§ Consignes:
- a) D'après le texte présenté, combien de contributions le volume rassemble-t-il ?
- b) Relevez tous les spécialistes de Hegel que le texte présenté nomme parmi les auteurs des contributions.
- c) Prolongez le texte présenté, consacré au recueil d'études sur l'Encyclopédie des sciences philosophiques de Hegel, à partir de sa dernière phrase.
**** Texte présenté
Les éditeurs de ce recueil d’études critiques espèrent que leur ouvrage permettra de revaloriser le statut de l’Encyclopédie des sciences philosophiques auprès de chercheurs qui tendent parfois à reléguer son importance au second plan, derrière la Phénoménologie de l’esprit ou la Science de la logique. Pour ce faire, leur volume rassemble seize contributions signées par quelques-uns des spécialistes de Hegel les plus éminents à l’international, parmi lesquels Stephen Houlgate, Jean-François Kervégan, Dean Moyar, Terry Pinkard, Robert Pippin et Paul Redding. Les différentes contributions s’attachent aussi bien à éclairer le projet général de l’Encyclopédie qu’à restituer le détail de ses parties.
Ainsi, S. Houlgate cherche à déterminer si le repositionnement des catégories de forme, de matière et de contenu dans l’Encyclopédie implique que la séquence que Hegel y présente soit irréductible à celle de la Science de la logique. Après un examen d’une minutie exemplaire, il conclut que la Science de la logique et l’Encyclopédie exposent une seule et même logique, mais que la priorité doit être octroyée à la première, puisque son exhaustivité permet d’apercevoir la nécessité interne de son développement. L’on se demandera toutefois si cette manière de poser le problème n’est pas tributaire d’une lecture à tel point attachée à la dimension nécessaire du développement de la pensée pure qu’elle en vient à perdre de vue son revers, à savoir la plasticité de l’exposé logique, qui fait fond sur la totale liberté de son objet.
********
**** Données fournies
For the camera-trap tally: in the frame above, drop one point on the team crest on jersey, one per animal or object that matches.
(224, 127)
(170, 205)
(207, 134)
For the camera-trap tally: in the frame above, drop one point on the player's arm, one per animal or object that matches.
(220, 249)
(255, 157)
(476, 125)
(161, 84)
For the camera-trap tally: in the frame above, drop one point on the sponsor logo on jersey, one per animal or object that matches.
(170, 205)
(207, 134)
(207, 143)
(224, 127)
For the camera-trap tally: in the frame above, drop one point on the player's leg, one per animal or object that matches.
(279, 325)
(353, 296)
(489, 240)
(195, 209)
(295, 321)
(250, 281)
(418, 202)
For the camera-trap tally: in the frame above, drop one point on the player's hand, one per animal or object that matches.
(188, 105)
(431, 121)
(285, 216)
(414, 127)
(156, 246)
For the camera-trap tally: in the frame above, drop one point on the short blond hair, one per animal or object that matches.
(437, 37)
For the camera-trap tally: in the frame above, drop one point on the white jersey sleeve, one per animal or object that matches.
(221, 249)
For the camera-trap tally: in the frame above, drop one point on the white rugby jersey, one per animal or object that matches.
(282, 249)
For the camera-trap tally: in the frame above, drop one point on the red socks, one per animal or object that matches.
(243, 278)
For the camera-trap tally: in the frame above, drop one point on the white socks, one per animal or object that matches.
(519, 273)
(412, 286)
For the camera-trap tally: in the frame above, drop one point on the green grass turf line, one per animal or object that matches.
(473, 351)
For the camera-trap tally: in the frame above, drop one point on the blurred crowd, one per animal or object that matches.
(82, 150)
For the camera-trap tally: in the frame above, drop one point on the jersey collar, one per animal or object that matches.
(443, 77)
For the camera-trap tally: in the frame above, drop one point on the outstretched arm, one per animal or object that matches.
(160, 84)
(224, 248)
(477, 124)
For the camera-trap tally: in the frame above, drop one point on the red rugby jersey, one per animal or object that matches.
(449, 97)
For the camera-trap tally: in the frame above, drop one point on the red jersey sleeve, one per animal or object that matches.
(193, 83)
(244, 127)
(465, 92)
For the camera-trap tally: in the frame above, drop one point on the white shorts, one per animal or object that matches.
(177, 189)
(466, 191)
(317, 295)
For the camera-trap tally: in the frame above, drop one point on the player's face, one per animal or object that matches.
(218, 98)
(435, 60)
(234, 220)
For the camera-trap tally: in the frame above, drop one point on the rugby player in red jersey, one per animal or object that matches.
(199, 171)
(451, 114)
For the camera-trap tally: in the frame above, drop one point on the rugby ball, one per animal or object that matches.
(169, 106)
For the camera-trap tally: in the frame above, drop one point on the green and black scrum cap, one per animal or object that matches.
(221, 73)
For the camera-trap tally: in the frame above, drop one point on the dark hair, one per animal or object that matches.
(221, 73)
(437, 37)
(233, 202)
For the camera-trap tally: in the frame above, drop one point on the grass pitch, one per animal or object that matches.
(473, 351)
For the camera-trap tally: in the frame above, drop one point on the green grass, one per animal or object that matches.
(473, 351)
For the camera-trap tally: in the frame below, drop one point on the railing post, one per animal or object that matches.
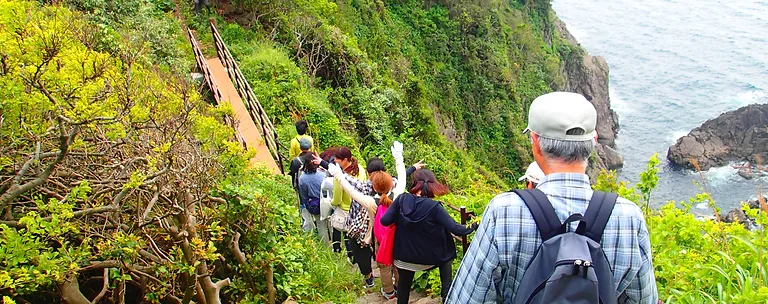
(463, 214)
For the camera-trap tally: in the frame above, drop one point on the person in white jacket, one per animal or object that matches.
(369, 203)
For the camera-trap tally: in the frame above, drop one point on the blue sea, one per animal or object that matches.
(675, 64)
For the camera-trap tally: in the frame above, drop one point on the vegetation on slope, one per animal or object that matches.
(120, 184)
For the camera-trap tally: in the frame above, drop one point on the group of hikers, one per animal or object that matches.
(557, 241)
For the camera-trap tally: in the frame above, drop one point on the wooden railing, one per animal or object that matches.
(255, 110)
(464, 217)
(202, 65)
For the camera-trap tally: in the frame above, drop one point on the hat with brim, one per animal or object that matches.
(533, 174)
(562, 116)
(305, 144)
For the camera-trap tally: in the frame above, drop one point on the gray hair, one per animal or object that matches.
(567, 151)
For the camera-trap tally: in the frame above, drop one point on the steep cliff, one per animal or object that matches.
(737, 135)
(457, 76)
(588, 75)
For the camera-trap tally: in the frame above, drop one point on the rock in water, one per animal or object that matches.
(736, 216)
(588, 76)
(733, 136)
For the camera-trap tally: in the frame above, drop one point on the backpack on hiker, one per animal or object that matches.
(357, 222)
(299, 173)
(568, 267)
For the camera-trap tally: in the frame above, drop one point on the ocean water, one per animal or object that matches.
(674, 65)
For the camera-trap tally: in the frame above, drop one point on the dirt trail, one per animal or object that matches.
(245, 125)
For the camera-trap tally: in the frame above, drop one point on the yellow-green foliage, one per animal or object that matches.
(388, 69)
(132, 165)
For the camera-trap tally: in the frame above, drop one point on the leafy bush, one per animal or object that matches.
(113, 173)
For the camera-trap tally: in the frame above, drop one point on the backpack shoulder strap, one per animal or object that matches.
(598, 213)
(542, 211)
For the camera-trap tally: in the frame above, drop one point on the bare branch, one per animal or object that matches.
(14, 191)
(104, 288)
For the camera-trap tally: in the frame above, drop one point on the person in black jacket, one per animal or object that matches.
(423, 238)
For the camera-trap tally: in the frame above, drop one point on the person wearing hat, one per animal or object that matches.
(561, 127)
(533, 176)
(297, 162)
(296, 170)
(301, 129)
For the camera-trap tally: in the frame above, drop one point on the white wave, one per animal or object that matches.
(752, 96)
(719, 176)
(674, 136)
(577, 33)
(617, 103)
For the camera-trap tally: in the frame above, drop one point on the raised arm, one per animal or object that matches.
(367, 201)
(397, 153)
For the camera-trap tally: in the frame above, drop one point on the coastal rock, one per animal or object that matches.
(611, 158)
(736, 216)
(739, 135)
(588, 75)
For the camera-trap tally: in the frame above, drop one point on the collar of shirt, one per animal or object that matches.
(556, 181)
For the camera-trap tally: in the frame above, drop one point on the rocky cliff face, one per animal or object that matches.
(588, 75)
(733, 136)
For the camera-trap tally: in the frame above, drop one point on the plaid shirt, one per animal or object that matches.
(507, 239)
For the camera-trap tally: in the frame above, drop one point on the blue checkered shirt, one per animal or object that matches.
(507, 239)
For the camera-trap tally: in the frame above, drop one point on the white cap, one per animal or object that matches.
(554, 115)
(533, 173)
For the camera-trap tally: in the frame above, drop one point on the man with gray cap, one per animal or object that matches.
(562, 132)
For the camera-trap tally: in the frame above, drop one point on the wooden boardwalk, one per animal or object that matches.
(250, 132)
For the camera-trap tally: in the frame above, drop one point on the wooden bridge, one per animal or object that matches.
(253, 128)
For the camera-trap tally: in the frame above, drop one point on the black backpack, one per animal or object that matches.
(568, 267)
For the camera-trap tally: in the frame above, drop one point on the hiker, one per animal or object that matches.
(309, 192)
(374, 165)
(423, 238)
(618, 257)
(533, 176)
(343, 158)
(301, 129)
(339, 216)
(295, 169)
(361, 227)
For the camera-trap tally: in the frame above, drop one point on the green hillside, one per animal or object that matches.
(121, 183)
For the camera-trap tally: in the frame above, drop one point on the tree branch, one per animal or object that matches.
(103, 288)
(16, 190)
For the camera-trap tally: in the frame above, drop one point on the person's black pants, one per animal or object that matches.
(406, 279)
(362, 256)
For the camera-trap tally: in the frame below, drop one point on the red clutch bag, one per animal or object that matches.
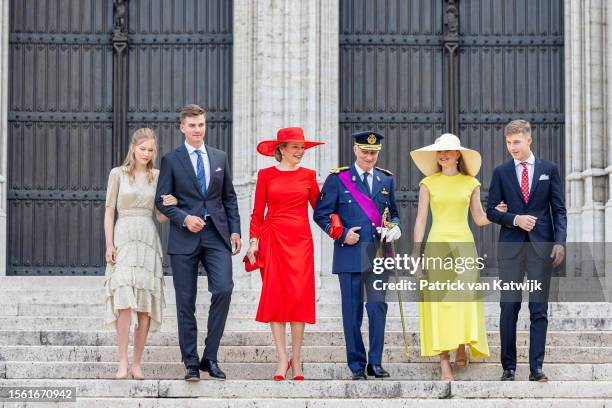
(250, 267)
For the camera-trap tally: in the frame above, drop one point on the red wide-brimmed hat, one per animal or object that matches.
(285, 135)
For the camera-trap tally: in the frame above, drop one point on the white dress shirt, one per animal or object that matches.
(530, 168)
(360, 172)
(193, 156)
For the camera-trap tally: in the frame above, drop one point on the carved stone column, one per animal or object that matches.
(4, 88)
(586, 120)
(285, 74)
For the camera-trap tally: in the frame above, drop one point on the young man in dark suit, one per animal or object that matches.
(531, 241)
(205, 228)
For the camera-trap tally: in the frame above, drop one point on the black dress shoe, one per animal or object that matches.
(212, 368)
(192, 374)
(377, 371)
(359, 375)
(508, 375)
(538, 375)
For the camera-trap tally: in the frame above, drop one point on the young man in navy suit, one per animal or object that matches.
(531, 241)
(205, 228)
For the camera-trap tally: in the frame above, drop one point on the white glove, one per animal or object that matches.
(393, 234)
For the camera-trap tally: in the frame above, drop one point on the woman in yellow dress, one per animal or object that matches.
(450, 319)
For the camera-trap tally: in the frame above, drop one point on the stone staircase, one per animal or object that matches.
(51, 335)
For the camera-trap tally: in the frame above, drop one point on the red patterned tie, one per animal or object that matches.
(525, 182)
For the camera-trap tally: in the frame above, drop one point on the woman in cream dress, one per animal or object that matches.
(450, 321)
(134, 275)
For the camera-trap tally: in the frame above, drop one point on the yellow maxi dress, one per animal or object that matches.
(444, 325)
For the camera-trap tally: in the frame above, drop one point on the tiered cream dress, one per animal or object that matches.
(136, 281)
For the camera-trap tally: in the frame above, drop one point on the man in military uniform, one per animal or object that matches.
(350, 210)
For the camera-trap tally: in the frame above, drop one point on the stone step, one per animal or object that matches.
(323, 323)
(96, 283)
(315, 371)
(265, 354)
(455, 402)
(264, 338)
(599, 309)
(332, 389)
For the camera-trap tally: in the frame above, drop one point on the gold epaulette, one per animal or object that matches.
(337, 170)
(385, 171)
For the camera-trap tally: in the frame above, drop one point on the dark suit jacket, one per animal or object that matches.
(546, 202)
(177, 177)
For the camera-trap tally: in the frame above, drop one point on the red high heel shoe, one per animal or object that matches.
(296, 377)
(282, 377)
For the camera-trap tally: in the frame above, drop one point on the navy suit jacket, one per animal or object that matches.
(177, 177)
(546, 202)
(335, 199)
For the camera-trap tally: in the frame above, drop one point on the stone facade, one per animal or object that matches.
(286, 74)
(4, 66)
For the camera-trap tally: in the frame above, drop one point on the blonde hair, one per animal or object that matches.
(460, 165)
(192, 110)
(139, 136)
(278, 155)
(516, 127)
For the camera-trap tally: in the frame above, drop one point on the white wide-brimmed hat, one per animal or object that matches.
(425, 157)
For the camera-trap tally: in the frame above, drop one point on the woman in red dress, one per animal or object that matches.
(283, 243)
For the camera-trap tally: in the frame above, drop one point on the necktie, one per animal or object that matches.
(201, 176)
(201, 173)
(525, 182)
(366, 184)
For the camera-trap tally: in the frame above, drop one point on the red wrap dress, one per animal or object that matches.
(285, 244)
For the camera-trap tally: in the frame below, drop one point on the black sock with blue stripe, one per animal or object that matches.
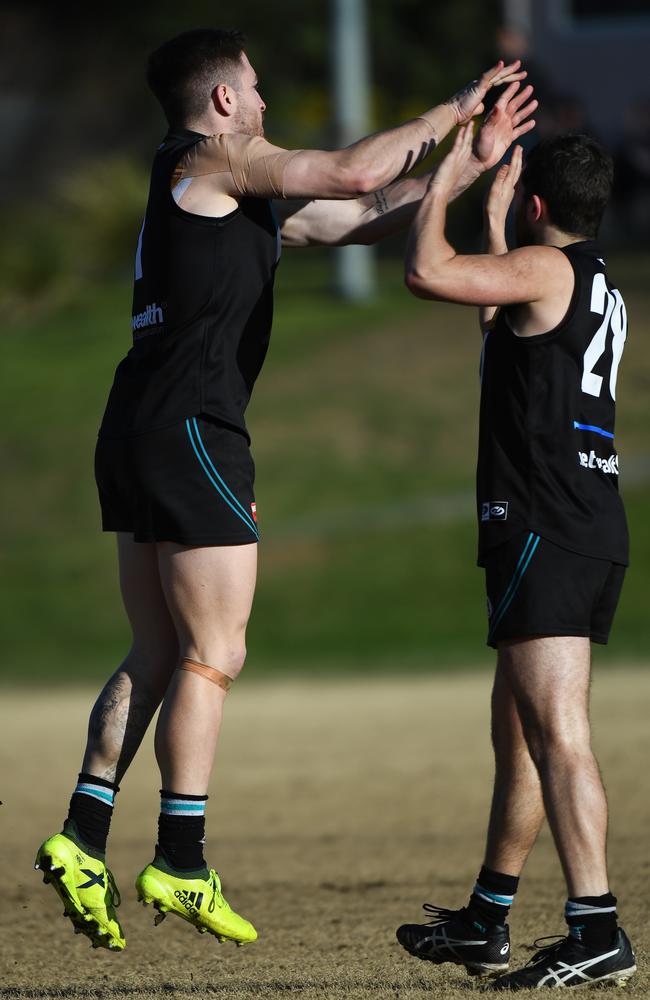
(592, 919)
(491, 899)
(90, 813)
(181, 830)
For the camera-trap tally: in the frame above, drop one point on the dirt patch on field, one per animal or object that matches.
(336, 810)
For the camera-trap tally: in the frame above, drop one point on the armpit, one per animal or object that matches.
(256, 168)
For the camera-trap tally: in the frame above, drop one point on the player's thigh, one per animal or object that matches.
(155, 641)
(549, 677)
(507, 733)
(209, 591)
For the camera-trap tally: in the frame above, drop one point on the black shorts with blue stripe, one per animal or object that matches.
(190, 483)
(535, 587)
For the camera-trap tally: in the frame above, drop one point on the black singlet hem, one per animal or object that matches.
(554, 540)
(149, 429)
(524, 633)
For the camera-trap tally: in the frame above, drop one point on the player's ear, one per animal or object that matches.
(538, 208)
(223, 99)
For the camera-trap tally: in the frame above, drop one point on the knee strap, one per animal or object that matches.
(210, 673)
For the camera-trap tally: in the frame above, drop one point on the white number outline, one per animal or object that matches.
(610, 305)
(138, 253)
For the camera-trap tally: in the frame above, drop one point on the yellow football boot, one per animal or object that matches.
(87, 890)
(197, 899)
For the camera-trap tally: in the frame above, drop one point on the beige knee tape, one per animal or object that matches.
(210, 673)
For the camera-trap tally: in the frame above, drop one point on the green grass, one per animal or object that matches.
(364, 435)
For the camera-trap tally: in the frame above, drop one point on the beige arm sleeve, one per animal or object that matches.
(255, 167)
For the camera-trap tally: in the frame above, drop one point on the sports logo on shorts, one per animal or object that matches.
(494, 510)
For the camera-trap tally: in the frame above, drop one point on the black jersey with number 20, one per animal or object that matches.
(202, 308)
(547, 461)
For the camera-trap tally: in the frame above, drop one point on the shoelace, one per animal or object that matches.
(113, 891)
(438, 914)
(216, 891)
(546, 950)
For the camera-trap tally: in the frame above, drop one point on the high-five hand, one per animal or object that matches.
(502, 190)
(508, 121)
(469, 101)
(446, 177)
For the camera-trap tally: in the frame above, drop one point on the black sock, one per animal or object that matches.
(491, 898)
(181, 830)
(90, 812)
(592, 919)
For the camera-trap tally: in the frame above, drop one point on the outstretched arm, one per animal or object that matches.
(392, 209)
(496, 208)
(380, 159)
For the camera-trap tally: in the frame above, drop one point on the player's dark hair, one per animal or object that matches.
(574, 175)
(183, 72)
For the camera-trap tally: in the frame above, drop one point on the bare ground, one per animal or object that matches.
(335, 811)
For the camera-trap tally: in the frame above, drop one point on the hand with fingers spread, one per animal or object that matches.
(507, 122)
(452, 168)
(502, 191)
(468, 102)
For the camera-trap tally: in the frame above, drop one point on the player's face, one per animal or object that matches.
(250, 106)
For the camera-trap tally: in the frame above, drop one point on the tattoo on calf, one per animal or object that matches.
(118, 722)
(381, 202)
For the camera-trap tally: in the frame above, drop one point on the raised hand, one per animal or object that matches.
(446, 177)
(508, 121)
(469, 101)
(502, 190)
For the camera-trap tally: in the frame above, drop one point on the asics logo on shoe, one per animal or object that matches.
(190, 900)
(94, 878)
(564, 972)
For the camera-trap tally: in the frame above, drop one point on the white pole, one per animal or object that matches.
(355, 265)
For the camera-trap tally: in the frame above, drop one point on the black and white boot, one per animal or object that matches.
(450, 936)
(570, 963)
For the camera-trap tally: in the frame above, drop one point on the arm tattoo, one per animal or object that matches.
(381, 202)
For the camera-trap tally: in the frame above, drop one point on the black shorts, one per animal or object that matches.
(535, 587)
(191, 483)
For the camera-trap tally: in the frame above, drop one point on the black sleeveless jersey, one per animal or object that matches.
(202, 308)
(547, 461)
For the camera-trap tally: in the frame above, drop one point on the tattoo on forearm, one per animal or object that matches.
(118, 722)
(381, 202)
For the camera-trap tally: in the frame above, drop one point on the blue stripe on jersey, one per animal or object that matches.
(591, 427)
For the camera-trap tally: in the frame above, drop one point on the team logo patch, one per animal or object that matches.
(494, 510)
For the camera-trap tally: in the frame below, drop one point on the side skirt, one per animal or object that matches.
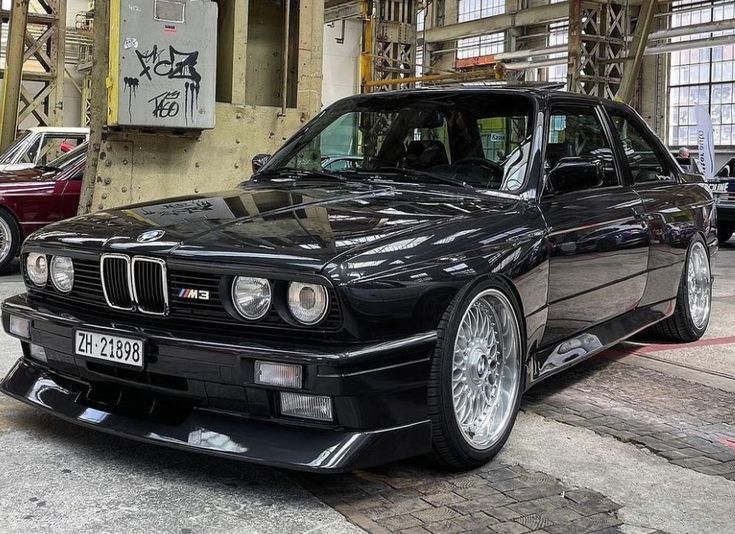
(547, 362)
********
§ Réponses par consigne:
- a) Le volume rassemble seize contributions.

- b) Stephen Houlgate, Jean-François Kervégan, Dean Moyar, Terry Pinkard, Robert Pippin, Paul Redding

- c)
Dans un autre ordre d’idées, le lecteur aurait pu s’attendre à une section réservée à la Philosophie de la nature plus étoffée (une seule étude, cosignée par Ralph M. Kaufmann, Ansgar Lyssy et Christopher Yeomans, s’y consacre spécifiquement). À défaut, deux contributions se concentrent sur l’épineuse question du passage de la Science de la logique à la Philosophie de la nature. R. Pippin fait valoir que le concept hégélien de vie trouve son traitement exhaustif dans la Logique, et que la Philosophie de la nature se contente ensuite d’assumer celui-ci. Cet argument est employé par l’interprète pour soutenir l’idée selon laquelle il n’y a pas, à proprement parler, de transition de l’une à l’autre. En effet, puisque la pensée pure est absolument autonome et complète en elle-même (le concept de vie en est l’illustration insigne, selon lui), aucune déficience logique, c’est-à-dire aucune contradiction, ne pourrait venir expliquer que la nature s’y substitue. Mais, puisqu’il faut tout de même penser une certaine forme de passage vers la Philosophie de la nature, R. Pippin invoque, de manière un peu expéditive, un « intérêt pratique » à la source de l’expansion (Erweiterung) de la Logique dans le domaine réel.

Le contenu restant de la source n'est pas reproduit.